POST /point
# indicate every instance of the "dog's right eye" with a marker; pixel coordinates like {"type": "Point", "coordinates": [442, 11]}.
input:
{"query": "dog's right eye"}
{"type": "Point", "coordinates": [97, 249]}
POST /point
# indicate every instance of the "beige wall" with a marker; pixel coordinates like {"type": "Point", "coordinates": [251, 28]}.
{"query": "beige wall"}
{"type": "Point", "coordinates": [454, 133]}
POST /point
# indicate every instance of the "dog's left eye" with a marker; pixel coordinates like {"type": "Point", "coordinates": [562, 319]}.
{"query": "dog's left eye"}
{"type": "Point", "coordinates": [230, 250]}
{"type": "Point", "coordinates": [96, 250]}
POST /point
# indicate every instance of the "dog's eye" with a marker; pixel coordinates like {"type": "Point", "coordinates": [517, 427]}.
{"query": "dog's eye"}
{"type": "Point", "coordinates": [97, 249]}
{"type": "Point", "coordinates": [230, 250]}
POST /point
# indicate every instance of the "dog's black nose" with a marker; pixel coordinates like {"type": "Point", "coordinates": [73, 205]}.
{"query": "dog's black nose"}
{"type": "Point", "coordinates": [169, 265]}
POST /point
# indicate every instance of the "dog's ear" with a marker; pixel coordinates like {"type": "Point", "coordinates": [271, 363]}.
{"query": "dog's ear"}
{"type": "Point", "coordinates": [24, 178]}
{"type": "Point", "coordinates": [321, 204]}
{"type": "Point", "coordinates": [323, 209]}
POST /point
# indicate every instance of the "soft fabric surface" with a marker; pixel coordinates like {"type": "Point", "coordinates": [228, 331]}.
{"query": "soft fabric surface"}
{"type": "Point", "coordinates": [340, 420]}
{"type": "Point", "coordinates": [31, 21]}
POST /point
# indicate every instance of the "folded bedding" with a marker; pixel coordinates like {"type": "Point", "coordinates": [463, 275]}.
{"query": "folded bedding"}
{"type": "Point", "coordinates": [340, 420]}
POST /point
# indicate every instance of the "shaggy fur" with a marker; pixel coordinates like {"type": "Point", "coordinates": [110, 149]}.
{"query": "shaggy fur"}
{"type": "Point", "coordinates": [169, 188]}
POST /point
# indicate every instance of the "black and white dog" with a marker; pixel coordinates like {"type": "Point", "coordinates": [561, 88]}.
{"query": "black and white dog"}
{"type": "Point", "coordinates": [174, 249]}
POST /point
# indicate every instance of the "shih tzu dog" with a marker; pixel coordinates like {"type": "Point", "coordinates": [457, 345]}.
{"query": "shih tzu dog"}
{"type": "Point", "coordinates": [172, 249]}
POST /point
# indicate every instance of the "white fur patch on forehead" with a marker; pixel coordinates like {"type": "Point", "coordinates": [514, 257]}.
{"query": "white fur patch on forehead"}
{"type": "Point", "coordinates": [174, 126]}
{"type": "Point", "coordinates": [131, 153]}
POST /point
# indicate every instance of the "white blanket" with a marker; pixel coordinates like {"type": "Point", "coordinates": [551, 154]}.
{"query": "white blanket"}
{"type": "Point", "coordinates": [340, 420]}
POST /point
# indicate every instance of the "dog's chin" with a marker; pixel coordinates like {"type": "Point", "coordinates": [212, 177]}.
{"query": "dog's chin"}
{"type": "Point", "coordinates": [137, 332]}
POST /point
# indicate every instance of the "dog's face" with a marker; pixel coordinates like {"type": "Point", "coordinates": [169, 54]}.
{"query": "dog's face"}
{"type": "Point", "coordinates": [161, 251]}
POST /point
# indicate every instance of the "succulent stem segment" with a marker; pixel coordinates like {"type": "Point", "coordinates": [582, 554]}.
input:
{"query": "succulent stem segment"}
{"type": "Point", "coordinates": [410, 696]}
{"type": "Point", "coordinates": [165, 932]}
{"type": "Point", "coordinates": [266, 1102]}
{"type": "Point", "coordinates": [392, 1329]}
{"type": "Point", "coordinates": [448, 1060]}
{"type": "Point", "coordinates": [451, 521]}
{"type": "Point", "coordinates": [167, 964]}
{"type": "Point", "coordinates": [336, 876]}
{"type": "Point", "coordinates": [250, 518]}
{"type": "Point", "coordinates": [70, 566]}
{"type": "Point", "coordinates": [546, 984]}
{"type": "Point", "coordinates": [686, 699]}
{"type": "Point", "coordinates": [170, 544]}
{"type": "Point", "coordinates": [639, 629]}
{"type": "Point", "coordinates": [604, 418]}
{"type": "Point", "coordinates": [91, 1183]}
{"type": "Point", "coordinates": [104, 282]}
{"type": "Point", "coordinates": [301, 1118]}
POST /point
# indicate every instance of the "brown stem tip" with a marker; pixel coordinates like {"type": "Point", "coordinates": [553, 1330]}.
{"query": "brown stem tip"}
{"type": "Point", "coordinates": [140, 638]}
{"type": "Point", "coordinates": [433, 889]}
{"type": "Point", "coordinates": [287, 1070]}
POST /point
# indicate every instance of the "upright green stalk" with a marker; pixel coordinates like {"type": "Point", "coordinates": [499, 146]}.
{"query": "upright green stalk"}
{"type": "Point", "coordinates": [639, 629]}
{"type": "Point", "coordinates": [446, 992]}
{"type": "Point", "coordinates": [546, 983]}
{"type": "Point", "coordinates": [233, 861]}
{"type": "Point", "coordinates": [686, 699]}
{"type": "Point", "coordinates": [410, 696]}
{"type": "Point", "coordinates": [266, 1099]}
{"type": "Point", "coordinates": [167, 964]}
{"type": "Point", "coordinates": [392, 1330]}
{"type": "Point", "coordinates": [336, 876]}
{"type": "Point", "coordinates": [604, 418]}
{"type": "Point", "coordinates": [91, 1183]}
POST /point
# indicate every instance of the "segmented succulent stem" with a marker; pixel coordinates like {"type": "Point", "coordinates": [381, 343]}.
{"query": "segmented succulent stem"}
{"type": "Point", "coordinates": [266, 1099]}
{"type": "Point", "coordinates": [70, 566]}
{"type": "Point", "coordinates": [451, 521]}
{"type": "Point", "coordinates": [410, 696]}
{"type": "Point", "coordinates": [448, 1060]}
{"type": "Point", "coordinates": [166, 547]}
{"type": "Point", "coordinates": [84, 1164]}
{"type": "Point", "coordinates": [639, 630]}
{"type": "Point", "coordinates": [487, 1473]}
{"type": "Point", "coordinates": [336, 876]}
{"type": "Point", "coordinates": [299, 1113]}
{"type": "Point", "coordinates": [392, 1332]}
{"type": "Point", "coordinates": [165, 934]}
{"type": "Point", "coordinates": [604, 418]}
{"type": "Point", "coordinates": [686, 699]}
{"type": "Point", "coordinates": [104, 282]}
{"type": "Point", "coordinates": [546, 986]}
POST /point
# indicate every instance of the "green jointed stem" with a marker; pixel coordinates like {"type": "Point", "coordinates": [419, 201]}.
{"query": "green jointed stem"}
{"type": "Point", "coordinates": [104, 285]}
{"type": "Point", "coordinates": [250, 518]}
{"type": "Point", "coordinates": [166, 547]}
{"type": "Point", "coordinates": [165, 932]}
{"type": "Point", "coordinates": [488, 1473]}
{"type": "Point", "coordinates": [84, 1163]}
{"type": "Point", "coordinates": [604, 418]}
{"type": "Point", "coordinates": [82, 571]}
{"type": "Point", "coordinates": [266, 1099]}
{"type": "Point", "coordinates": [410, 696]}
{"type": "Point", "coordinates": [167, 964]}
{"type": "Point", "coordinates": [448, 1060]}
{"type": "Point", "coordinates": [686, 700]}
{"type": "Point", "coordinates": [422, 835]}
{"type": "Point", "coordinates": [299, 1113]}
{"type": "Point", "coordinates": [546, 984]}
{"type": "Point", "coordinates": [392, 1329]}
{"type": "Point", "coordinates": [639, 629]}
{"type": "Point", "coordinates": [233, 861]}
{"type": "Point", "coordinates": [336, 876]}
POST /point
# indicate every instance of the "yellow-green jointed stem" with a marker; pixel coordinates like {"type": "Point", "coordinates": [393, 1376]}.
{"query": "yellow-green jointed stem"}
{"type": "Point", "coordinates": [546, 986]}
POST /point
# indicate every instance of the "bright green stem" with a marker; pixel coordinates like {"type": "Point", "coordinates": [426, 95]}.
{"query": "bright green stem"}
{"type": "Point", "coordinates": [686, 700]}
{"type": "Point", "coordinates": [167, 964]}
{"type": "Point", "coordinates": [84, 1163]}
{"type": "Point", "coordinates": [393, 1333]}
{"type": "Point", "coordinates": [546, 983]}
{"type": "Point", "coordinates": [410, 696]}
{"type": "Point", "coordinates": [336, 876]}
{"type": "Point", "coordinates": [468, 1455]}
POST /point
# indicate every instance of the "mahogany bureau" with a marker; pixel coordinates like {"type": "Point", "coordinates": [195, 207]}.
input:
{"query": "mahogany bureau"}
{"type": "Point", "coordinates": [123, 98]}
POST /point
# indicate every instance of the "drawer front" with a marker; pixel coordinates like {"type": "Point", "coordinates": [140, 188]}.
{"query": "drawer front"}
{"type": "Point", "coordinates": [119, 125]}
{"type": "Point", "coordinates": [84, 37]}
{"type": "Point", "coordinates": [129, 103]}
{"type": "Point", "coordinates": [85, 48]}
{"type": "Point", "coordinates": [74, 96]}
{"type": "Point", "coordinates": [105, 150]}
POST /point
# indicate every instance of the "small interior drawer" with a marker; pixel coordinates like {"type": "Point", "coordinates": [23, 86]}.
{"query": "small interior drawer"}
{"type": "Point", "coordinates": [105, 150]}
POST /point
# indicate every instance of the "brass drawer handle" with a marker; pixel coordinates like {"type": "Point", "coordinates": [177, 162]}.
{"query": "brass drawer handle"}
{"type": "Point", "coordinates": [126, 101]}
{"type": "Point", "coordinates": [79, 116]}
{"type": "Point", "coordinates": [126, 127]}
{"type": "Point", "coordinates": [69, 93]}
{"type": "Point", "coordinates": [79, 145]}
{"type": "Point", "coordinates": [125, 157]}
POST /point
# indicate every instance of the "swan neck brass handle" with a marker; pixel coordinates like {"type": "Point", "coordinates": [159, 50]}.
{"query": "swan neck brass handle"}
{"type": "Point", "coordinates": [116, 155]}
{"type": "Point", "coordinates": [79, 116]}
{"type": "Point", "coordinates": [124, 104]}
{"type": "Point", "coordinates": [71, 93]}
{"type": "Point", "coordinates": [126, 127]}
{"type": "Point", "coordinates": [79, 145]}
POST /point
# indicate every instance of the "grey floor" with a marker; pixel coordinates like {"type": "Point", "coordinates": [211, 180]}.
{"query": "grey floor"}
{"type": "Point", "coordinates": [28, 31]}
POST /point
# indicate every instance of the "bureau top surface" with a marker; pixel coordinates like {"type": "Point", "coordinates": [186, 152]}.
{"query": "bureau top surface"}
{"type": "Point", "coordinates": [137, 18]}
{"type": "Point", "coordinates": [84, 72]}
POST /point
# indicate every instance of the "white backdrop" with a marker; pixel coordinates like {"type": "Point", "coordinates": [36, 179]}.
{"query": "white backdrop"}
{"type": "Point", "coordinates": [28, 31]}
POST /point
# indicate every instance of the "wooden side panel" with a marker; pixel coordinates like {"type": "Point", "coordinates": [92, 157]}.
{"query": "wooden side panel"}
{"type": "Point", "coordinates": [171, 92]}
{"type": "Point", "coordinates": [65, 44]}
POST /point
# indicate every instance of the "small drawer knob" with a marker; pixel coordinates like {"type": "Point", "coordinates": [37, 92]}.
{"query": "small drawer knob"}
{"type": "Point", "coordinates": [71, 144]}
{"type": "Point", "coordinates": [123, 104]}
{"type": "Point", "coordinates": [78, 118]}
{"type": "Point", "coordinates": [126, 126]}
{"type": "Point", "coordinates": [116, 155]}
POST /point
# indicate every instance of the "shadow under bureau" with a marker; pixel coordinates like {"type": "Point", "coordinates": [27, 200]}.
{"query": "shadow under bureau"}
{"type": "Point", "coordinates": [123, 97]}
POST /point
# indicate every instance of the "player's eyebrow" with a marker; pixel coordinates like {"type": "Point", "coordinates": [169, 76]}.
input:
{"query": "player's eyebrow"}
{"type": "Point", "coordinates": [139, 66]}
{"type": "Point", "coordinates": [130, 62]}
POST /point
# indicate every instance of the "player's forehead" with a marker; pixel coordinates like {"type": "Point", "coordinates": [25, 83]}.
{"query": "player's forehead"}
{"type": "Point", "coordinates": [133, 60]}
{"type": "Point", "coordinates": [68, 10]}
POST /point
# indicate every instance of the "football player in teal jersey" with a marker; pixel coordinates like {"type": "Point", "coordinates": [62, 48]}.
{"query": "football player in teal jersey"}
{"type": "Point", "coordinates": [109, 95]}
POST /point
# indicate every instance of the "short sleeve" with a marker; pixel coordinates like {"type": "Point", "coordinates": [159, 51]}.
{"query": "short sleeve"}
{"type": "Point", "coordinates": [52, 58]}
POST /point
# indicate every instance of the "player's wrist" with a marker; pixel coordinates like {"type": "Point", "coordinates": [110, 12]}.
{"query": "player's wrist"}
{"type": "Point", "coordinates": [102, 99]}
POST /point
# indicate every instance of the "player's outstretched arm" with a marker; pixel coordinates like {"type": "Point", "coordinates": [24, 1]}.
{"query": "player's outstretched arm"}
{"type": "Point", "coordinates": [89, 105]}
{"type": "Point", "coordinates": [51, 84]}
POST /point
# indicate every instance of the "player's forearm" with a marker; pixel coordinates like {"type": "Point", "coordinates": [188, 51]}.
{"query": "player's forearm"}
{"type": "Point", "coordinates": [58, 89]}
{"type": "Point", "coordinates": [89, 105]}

▸ **DESCRIPTION OF THE TASK**
Count the lines of the records that contain the word "forearm", treating uppercase and lowercase as different, and give only that number.

▸ **RESPONSE**
2